§ **What needs to be done**
Write out the material exactly, with the pictures left out.

§ **Material provided**

◇ ◇ ◇ ◇ ◇

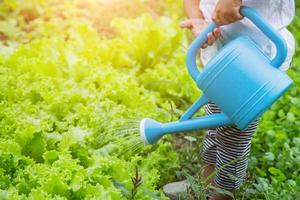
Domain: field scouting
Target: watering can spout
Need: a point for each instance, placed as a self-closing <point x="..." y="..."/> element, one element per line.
<point x="151" y="131"/>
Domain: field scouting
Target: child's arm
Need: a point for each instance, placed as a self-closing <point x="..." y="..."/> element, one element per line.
<point x="227" y="12"/>
<point x="196" y="22"/>
<point x="192" y="10"/>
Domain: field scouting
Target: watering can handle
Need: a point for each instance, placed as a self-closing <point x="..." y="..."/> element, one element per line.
<point x="251" y="14"/>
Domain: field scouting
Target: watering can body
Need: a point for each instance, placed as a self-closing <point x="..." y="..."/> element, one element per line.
<point x="240" y="79"/>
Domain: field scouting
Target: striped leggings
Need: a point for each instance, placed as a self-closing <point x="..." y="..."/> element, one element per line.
<point x="228" y="149"/>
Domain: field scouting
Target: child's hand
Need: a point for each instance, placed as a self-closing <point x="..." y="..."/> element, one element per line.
<point x="197" y="25"/>
<point x="227" y="12"/>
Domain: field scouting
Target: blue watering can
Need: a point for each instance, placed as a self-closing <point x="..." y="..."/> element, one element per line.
<point x="240" y="79"/>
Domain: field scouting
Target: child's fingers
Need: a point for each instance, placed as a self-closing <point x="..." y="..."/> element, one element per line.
<point x="204" y="46"/>
<point x="210" y="39"/>
<point x="217" y="33"/>
<point x="186" y="24"/>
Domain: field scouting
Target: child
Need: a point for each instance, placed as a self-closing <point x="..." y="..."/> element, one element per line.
<point x="227" y="148"/>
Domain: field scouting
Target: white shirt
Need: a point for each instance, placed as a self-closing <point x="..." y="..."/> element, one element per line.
<point x="279" y="13"/>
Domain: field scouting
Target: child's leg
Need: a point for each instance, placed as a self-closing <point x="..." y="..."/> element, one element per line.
<point x="233" y="147"/>
<point x="229" y="148"/>
<point x="209" y="149"/>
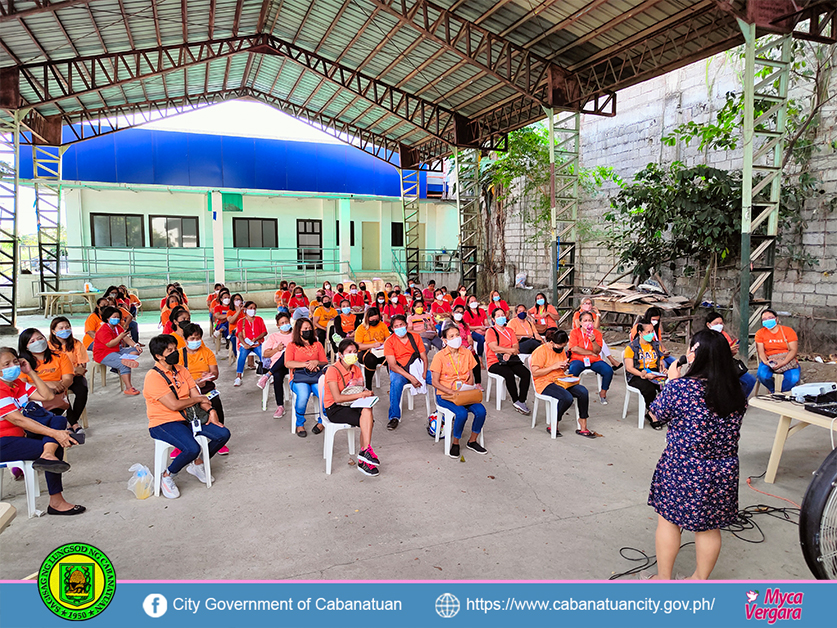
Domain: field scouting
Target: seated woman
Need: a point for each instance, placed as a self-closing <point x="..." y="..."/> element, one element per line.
<point x="169" y="390"/>
<point x="273" y="351"/>
<point x="524" y="328"/>
<point x="402" y="350"/>
<point x="452" y="367"/>
<point x="777" y="346"/>
<point x="587" y="306"/>
<point x="52" y="367"/>
<point x="549" y="364"/>
<point x="420" y="322"/>
<point x="41" y="437"/>
<point x="715" y="322"/>
<point x="370" y="337"/>
<point x="61" y="340"/>
<point x="503" y="358"/>
<point x="645" y="368"/>
<point x="251" y="332"/>
<point x="305" y="359"/>
<point x="586" y="346"/>
<point x="343" y="374"/>
<point x="112" y="343"/>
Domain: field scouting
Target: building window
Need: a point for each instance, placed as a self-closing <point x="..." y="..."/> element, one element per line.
<point x="174" y="231"/>
<point x="309" y="243"/>
<point x="397" y="234"/>
<point x="124" y="231"/>
<point x="250" y="233"/>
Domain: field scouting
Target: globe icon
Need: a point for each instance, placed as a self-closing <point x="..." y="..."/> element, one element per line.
<point x="447" y="605"/>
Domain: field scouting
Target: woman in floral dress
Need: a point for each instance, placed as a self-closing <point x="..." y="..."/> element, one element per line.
<point x="695" y="485"/>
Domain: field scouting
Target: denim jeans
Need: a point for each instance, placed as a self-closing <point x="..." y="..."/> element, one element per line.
<point x="765" y="376"/>
<point x="303" y="392"/>
<point x="179" y="434"/>
<point x="244" y="352"/>
<point x="600" y="367"/>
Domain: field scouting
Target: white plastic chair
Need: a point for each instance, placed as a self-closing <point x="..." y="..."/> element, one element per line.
<point x="161" y="456"/>
<point x="628" y="390"/>
<point x="331" y="430"/>
<point x="30" y="481"/>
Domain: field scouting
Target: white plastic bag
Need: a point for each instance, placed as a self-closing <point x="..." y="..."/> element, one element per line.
<point x="141" y="483"/>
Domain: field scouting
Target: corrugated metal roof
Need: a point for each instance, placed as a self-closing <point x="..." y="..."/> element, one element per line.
<point x="598" y="45"/>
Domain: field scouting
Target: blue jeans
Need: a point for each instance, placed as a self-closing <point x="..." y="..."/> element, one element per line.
<point x="601" y="367"/>
<point x="179" y="434"/>
<point x="244" y="352"/>
<point x="765" y="376"/>
<point x="303" y="392"/>
<point x="748" y="382"/>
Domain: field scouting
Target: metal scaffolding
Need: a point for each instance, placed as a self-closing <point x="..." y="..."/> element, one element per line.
<point x="564" y="148"/>
<point x="467" y="164"/>
<point x="9" y="185"/>
<point x="766" y="77"/>
<point x="410" y="205"/>
<point x="46" y="168"/>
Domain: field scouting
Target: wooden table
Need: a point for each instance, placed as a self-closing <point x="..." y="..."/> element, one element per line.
<point x="52" y="300"/>
<point x="787" y="413"/>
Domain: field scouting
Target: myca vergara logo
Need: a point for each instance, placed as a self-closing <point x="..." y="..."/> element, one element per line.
<point x="77" y="581"/>
<point x="777" y="606"/>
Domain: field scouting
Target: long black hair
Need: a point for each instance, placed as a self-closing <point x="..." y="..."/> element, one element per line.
<point x="714" y="365"/>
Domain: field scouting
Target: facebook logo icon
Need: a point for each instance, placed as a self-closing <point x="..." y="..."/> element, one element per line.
<point x="155" y="605"/>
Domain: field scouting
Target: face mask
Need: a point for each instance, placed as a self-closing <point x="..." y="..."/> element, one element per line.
<point x="455" y="343"/>
<point x="39" y="346"/>
<point x="10" y="374"/>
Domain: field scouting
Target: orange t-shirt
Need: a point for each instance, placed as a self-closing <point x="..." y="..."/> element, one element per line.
<point x="776" y="342"/>
<point x="452" y="368"/>
<point x="506" y="337"/>
<point x="352" y="377"/>
<point x="402" y="351"/>
<point x="155" y="388"/>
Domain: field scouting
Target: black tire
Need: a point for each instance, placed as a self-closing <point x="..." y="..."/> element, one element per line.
<point x="818" y="521"/>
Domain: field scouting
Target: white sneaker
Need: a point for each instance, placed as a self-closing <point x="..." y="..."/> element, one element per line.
<point x="199" y="472"/>
<point x="168" y="487"/>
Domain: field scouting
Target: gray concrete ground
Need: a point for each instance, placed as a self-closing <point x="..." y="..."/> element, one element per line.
<point x="533" y="508"/>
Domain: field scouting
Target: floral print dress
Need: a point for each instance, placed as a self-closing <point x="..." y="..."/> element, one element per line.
<point x="695" y="484"/>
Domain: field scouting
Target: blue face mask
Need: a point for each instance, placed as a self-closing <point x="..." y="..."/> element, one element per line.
<point x="10" y="373"/>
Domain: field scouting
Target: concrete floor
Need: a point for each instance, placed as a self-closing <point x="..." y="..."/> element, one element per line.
<point x="533" y="508"/>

◇ ◇ ◇ ◇ ◇

§ **In response**
Domain: field scouting
Target: watering can spout
Need: a point for each instance, placed as a self-closing <point x="..." y="..."/> element, one element per line.
<point x="151" y="131"/>
Domain: field scouting
Target: child's arm
Need: a point for each instance, placed as a self-closing <point x="..." y="..."/> element, one element per line.
<point x="227" y="12"/>
<point x="196" y="22"/>
<point x="192" y="10"/>
Domain: field scouting
Target: watering can handle
Need: a point for each instance, placed as a self-closing <point x="..." y="..."/> element, one element per line.
<point x="251" y="14"/>
Domain: field scouting
Target: watering can body
Need: a point for each instance, placed as a self-closing <point x="..." y="..."/> element, one element per line.
<point x="240" y="79"/>
Domain: field scouting
Target: striped leggings
Need: a point for each instance, placed as a self-closing <point x="..." y="..."/> element, one element per line.
<point x="228" y="149"/>
Domain: field scouting
Target: child's hand
Need: a point for each instance, placed as a self-closing <point x="..." y="..."/> element, one element per line.
<point x="197" y="25"/>
<point x="227" y="12"/>
Domain: field scouting
Target: blue watering can
Need: a point for each instance, placed as a self-closing <point x="..." y="..."/> element, one element per line.
<point x="240" y="79"/>
Domain: field scouting
Target: child's fingers
Need: a point for each instance, placed as a self-closing <point x="..." y="..."/> element, one element per line.
<point x="204" y="46"/>
<point x="210" y="39"/>
<point x="217" y="33"/>
<point x="186" y="24"/>
Domain: field scouting
Target: child
Need: a point for each instance, placed as a self-closing <point x="..." y="..."/> element, one element per line.
<point x="227" y="148"/>
Domain: field scouting
Target: white shirt
Need: a point for each instance, placed as a self-closing <point x="..." y="..."/> element, one element per line.
<point x="279" y="13"/>
Domain: field scouting
Target: child's leg
Need: a point for each instance, placed as a self-closing <point x="..." y="..."/> element, one element per line.
<point x="233" y="147"/>
<point x="229" y="148"/>
<point x="209" y="149"/>
Domain: field scouting
Target: seated woman
Need: a point for each instance, placed as a self-closing <point x="..." y="..."/> element, one element per line.
<point x="169" y="390"/>
<point x="273" y="351"/>
<point x="524" y="328"/>
<point x="402" y="350"/>
<point x="452" y="367"/>
<point x="777" y="346"/>
<point x="587" y="306"/>
<point x="52" y="367"/>
<point x="549" y="364"/>
<point x="420" y="322"/>
<point x="41" y="437"/>
<point x="715" y="322"/>
<point x="370" y="337"/>
<point x="61" y="340"/>
<point x="503" y="358"/>
<point x="645" y="368"/>
<point x="251" y="332"/>
<point x="305" y="359"/>
<point x="586" y="346"/>
<point x="343" y="374"/>
<point x="112" y="343"/>
Domain: field scouting
Target: building window
Need: a point for each instance, placed as a self-closing <point x="..." y="..."/> element, one element per line.
<point x="174" y="231"/>
<point x="309" y="243"/>
<point x="397" y="234"/>
<point x="124" y="231"/>
<point x="250" y="233"/>
Domain: field scouting
Target: globe icon
Need: a point for each instance, placed as a self-closing <point x="..." y="..."/> element, one element per line.
<point x="447" y="605"/>
Domain: field scouting
Target: woman in floral dress
Need: a point for each instance, placed as a self-closing <point x="..." y="..."/> element, one element per line.
<point x="695" y="485"/>
Domain: field scouting
Target: denim jeans
Need: a point for each instance, placed as a self-closing <point x="..." y="..."/> element, one element per line.
<point x="765" y="376"/>
<point x="303" y="392"/>
<point x="179" y="434"/>
<point x="244" y="352"/>
<point x="600" y="367"/>
Domain: field scouting
Target: white plastic chair
Need: a point for each instance, placed as a self-closing <point x="..." y="..."/> element, one element per line.
<point x="161" y="456"/>
<point x="628" y="390"/>
<point x="331" y="430"/>
<point x="30" y="481"/>
Domain: field scouting
Target: white plastic bag
Need: a point for each instance, placed as a self-closing <point x="..." y="..."/> element, one element per line.
<point x="141" y="483"/>
Domain: field scouting
Target: corrugated metal roof
Need: a point for each instance, placed as a self-closing <point x="..." y="..."/> element, one element per line.
<point x="598" y="45"/>
Domain: field scouting
Target: blue jeans
Need: a point for each instance, placed as a self-closing <point x="..." y="..."/> element, one element per line.
<point x="601" y="367"/>
<point x="179" y="434"/>
<point x="244" y="352"/>
<point x="765" y="376"/>
<point x="303" y="392"/>
<point x="748" y="382"/>
Domain: field scouting
Target: metal scaffolding
Need: a point for each instance, placed as a self-closing <point x="..." y="..."/> element, one element per line.
<point x="564" y="148"/>
<point x="467" y="164"/>
<point x="9" y="185"/>
<point x="766" y="77"/>
<point x="410" y="205"/>
<point x="46" y="168"/>
Domain: field scouting
Target: wooden table
Need: a point for each instance, placed as a self-closing <point x="..." y="..."/> element, one element per line.
<point x="52" y="300"/>
<point x="787" y="413"/>
Domain: field scouting
Target: myca vergara logo
Need: a point for each instance, placed as a self-closing <point x="..." y="..."/> element, one element per line.
<point x="77" y="581"/>
<point x="777" y="606"/>
Domain: field scouting
Target: long black hair
Need: a point for each instance, placed as a self-closing <point x="..." y="..."/> element, one element per line.
<point x="714" y="365"/>
Domain: field scouting
Target: facebook logo icon
Need: a point for each instance, placed as a self-closing <point x="..." y="..."/> element, one element per line.
<point x="155" y="605"/>
Domain: field scouting
Target: face mask
Need: a point for each instance, placed as a self-closing <point x="..." y="..."/> element, one element per line.
<point x="455" y="343"/>
<point x="39" y="346"/>
<point x="10" y="374"/>
Domain: field scouting
Target: orange t-shirt
Need: a point for each instance, placed as a self-closing <point x="..." y="..."/> element, one element per line.
<point x="776" y="342"/>
<point x="452" y="368"/>
<point x="506" y="337"/>
<point x="352" y="377"/>
<point x="402" y="351"/>
<point x="155" y="388"/>
Domain: field scouting
Target: black tire
Need: a point for each instance, placed as a self-closing <point x="..." y="..."/> element, one element per line.
<point x="818" y="521"/>
Domain: field scouting
Target: white sneaker
Need: a point for each instance, placed as a self-closing <point x="..." y="..."/> element, one element per line.
<point x="199" y="472"/>
<point x="168" y="487"/>
Domain: field scouting
Target: gray concrete ground
Need: a point for each instance, placed as a self-closing <point x="..." y="..."/> element, one element per line.
<point x="533" y="508"/>
Domain: field scouting
Target: floral print dress
Need: a point for each instance, placed as a self-closing <point x="..." y="..."/> element, one element per line.
<point x="695" y="484"/>
Domain: field scouting
Target: blue face mask
Need: a point for each instance, placed as a self-closing <point x="..." y="..."/> element, one element per line.
<point x="10" y="373"/>
Domain: field scouting
Target: concrete floor
Need: a point for each instance, placed as a self-closing <point x="..." y="..."/> element, one element per line.
<point x="533" y="508"/>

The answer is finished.